■ **Dataset excerpt**
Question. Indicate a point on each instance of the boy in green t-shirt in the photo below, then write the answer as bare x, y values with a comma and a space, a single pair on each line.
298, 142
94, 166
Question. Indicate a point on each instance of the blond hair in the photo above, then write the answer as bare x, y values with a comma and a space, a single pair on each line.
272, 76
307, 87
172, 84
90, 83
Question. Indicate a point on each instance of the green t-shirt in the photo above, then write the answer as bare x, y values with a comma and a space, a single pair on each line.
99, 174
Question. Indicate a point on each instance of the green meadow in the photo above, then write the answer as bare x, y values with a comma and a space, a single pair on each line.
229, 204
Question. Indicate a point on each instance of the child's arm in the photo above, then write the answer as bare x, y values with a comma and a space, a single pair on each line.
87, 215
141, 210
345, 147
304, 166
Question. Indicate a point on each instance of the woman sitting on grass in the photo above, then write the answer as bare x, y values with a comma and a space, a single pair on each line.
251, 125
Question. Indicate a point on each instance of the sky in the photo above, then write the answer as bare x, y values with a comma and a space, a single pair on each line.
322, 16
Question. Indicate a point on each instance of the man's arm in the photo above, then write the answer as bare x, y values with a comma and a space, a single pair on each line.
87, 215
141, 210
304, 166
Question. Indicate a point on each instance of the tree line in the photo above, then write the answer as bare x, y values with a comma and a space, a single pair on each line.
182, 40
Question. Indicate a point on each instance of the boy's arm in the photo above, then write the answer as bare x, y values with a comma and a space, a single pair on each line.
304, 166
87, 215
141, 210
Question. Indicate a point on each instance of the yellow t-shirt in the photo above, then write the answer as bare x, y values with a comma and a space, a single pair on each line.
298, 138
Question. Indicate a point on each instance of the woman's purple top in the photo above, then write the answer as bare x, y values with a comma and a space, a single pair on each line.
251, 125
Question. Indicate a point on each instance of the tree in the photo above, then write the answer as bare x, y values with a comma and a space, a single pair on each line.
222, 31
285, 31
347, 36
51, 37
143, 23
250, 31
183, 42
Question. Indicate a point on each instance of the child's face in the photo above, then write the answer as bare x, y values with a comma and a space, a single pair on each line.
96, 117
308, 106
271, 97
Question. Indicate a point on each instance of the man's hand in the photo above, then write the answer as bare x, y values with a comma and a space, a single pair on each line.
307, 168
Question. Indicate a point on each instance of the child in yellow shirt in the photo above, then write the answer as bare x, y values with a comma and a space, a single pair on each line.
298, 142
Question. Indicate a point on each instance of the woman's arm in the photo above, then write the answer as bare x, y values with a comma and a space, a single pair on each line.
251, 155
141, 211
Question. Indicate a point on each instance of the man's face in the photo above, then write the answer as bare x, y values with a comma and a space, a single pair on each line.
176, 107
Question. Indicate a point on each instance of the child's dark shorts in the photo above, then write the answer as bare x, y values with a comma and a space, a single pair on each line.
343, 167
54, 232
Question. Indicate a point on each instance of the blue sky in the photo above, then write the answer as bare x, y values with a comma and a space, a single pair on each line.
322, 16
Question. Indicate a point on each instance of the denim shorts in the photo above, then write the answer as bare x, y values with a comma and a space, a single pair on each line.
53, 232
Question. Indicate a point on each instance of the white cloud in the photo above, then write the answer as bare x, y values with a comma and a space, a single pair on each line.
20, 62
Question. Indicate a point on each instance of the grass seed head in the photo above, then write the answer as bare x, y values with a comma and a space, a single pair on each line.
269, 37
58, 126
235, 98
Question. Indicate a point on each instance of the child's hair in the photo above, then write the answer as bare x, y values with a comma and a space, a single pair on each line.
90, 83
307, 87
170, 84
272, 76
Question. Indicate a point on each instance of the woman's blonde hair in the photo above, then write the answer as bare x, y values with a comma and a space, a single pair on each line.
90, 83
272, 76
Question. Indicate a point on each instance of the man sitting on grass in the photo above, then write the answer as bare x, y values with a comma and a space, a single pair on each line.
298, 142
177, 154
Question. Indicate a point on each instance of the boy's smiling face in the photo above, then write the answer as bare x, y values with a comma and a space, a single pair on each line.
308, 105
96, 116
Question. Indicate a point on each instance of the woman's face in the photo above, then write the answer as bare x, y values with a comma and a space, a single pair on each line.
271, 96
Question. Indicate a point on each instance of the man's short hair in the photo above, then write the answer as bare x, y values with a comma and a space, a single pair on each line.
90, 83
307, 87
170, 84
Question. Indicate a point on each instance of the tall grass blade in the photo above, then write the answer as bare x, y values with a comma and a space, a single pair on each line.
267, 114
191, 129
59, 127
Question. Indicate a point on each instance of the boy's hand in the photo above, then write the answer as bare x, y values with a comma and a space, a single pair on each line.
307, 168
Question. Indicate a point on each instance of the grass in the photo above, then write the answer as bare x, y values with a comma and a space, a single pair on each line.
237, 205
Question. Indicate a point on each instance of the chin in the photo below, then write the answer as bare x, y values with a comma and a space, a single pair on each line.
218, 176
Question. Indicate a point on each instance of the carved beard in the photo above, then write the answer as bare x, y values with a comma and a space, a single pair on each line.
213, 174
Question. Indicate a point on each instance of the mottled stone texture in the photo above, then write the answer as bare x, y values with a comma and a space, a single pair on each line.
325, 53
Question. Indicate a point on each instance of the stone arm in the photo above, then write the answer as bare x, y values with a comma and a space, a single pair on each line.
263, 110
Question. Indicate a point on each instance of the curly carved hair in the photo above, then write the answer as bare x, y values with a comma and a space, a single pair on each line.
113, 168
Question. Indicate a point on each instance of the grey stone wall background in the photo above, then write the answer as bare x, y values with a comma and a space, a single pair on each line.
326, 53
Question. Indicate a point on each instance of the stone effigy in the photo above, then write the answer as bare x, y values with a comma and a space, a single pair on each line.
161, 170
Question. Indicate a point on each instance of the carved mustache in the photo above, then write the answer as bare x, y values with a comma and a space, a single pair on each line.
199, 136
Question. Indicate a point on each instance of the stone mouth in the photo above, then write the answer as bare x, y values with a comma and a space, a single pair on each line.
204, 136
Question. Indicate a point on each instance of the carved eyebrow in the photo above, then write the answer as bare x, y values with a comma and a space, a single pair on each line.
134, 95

■ **Short problem**
The entries above should be repeated exactly, every one of them.

■ **Output below**
Question. Indicate a point on each instance of the boy in green t-shirt in the photo below, then write the answer as bare x, y values with a comma and a space, a single pair on each line.
298, 142
94, 166
Question. Indicate a point on each instance of the blond hair in the photo above, then write the answer as bare x, y values with a comma and a space, a single pair on each line.
272, 76
307, 87
172, 84
90, 83
Question. Indicate a point on each instance of the green t-shirt in the photo above, then write the answer as bare x, y values with a comma and a space, a single pair on each line.
99, 174
Question. Indicate a point on each instance of the green meadow in the photo above, then write the answer as bare x, y values with a comma and a space, a single pair on each line.
229, 204
Question. Indicate a point on each instance of the child's arm in the photo above, then write the answer as bare x, y values with a comma and a space, a single pair on each line.
87, 215
141, 210
345, 147
304, 166
Question. Indicate a point on each instance of the woman sitting on grass in the photo above, then write the answer as bare x, y values with a comma and a space, a single pair on each line.
251, 125
Question. Indicate a point on each instance of the sky in the photo above, then write the answer as bare x, y values with a comma and a space, a single pair on each line.
322, 16
Question. Indicate a point on each instance of the man's arm in the photo above, then write the answer as bare x, y values with a comma and a space, a single pair on each line.
87, 215
141, 210
304, 166
Question. Indicate a point on each instance of the tree line in the photo above, then write the answer as bare x, y values with a comma and a space, a single pair on each line.
182, 40
Question. Indicate a point on each instance of the boy's arm in the photo above, then write the answer as bare x, y values with a comma and a space, a single pair on each line.
304, 166
87, 215
141, 210
Question. Indicate a point on each instance of the yellow t-shirt in the photo above, then write the answer as bare x, y values with a comma and a space, a single pair on each line.
298, 138
Question. Indicate a point on each instance of the woman's purple top in the photo above, then write the answer as bare x, y values with a comma and a space, a single pair on each line.
251, 125
Question. Indicate a point on each instance of the tree in the photo above, then write the answer as bare x, y values with a comma and a space, a single pair on each line.
222, 31
285, 31
347, 36
51, 37
143, 23
250, 31
183, 42
Question. Indicate a point on each instance of the child's face in the photo above, then write the answer as bare x, y values with a comma and a space, a single pair on each line.
96, 117
308, 106
271, 97
Question. Indicate a point on each instance of the man's hand in the photo above, then write the answer as bare x, y values with a comma and a space, a single pair on each line.
307, 168
Question. Indicate a point on each instance of the child in yellow shirt in the photo above, then write the answer as bare x, y values with a comma and a space, a single pair on each line.
298, 142
Question. Indicate a point on each instance of the woman's arm in the photo above, then write the answer as bare x, y values with a comma and a space, a single pair on each line.
251, 155
141, 211
Question. Indicate a point on each instance of the man's face in the photo above, then write the answer as bare x, y values with a comma and a space, a single pair on each line.
176, 107
Question. Indicate a point on each instance of the child's dark shorts in the photo above, then write the answer as bare x, y values with a comma and a space, a single pair on each line.
343, 167
54, 232
Question. Indicate a point on each instance of the blue sky in the photo above, then write the answer as bare x, y values with a comma and a space, a single pair on each line.
322, 16
Question. Indicate a point on each instance of the denim shorts in the photo above, then write the answer as bare x, y values with a comma and a space, a single pair on each line.
53, 232
Question. Indicate a point on each instance of the white cloud in the photo above, then write the answer as bare x, y values with a comma and a space, a single pair on each line.
20, 62
Question. Indicate a point on each instance of the grass seed head in the photo above, then write the answer as bare x, y values with a comma and a space, a single pair on each line.
269, 37
58, 126
235, 98
Question. Indicate a point on each instance of the child's hair in the photo above, then write the answer as bare x, y values with a comma and a space, a single pair on each line.
90, 83
307, 87
170, 84
272, 76
Question. Indicate a point on each instance of the woman's blonde hair in the photo above, then write the answer as bare x, y values with a comma and a space, a single pair on each line.
90, 83
272, 76
Question. Indicate a point on each instance of the man sitting on grass in the photo above, then write the answer as bare x, y values with a comma and a space, a single pair on each line.
298, 142
177, 154
Question. Indicate a point on each instance of the boy's smiling face in the photo above, then write the answer as bare x, y values with a comma and a space, a single pair on each line.
308, 105
96, 116
Question. Indicate a point on each instance of the woman's face in the photo above, then write the answer as bare x, y values with a comma and a space, a single pair on each line.
271, 96
Question. Indicate a point on each instance of the man's short hair in the photo above, then write the answer as bare x, y values with a comma and a space, a single pair on each line.
90, 83
307, 87
170, 84
Question. Indicate a point on each instance of the tall grass blade in the photo above, then write the answer as bare x, y values with a comma and a space, a single pair on each line.
267, 114
191, 129
59, 127
Question. Indicate a point on each instance of the boy's hand in the photo above, then write the answer as bare x, y values with a comma and a space, a single pair on each line.
307, 168
Question. Indicate a point on each instance of the grass in the photo above, then write the answer as bare x, y values with a comma and a space, a single pair on each line.
237, 205
Question. Indicate a point on each instance of the chin in the photo below, then write the answer as bare x, y values with a comma and a space, a single pair on each line.
218, 176
Question. Indicate a point on each instance of the carved beard in the photo above, then write the answer as bare x, y values with a comma and a space, a single pair on each line.
213, 174
Question. Indicate a point on each instance of the mottled stone texture in the photo above, then write the answer as bare x, y values with a comma and a space, a single pair on each line.
325, 53
Question. Indicate a point on each instance of the stone arm in the photo above, then write the answer as bare x, y values with a comma and a space, a single pair on each line.
263, 110
Question. Indicate a point on each instance of the curly carved hair in the photo above, then write the answer as bare x, y values with a comma and a space, a single pair on each line.
113, 168
Question. Indicate a point on each instance of the grey stone wall background in the photo above, then write the answer as bare x, y values with a comma and a space, a single pair on each line.
326, 53
Question. Indicate a point on each instance of the stone effigy in the photo above, then write the answer as bare x, y values with a comma and a space, a single pair on each line.
161, 170
Question. Indicate a point on each instance of the carved mustache in the photo above, then write the answer as bare x, y values with a comma and a space, a single pair on each line.
199, 136
Question. Indicate a point on each instance of the stone mouth in the photo above, then write the answer as bare x, y values with a comma and a space, a single pair on each line.
204, 136
Question. Indicate a point on each instance of the carved eyebrow in the photo above, then write the answer as bare x, y values with a comma and a space, a single pair on each line.
134, 95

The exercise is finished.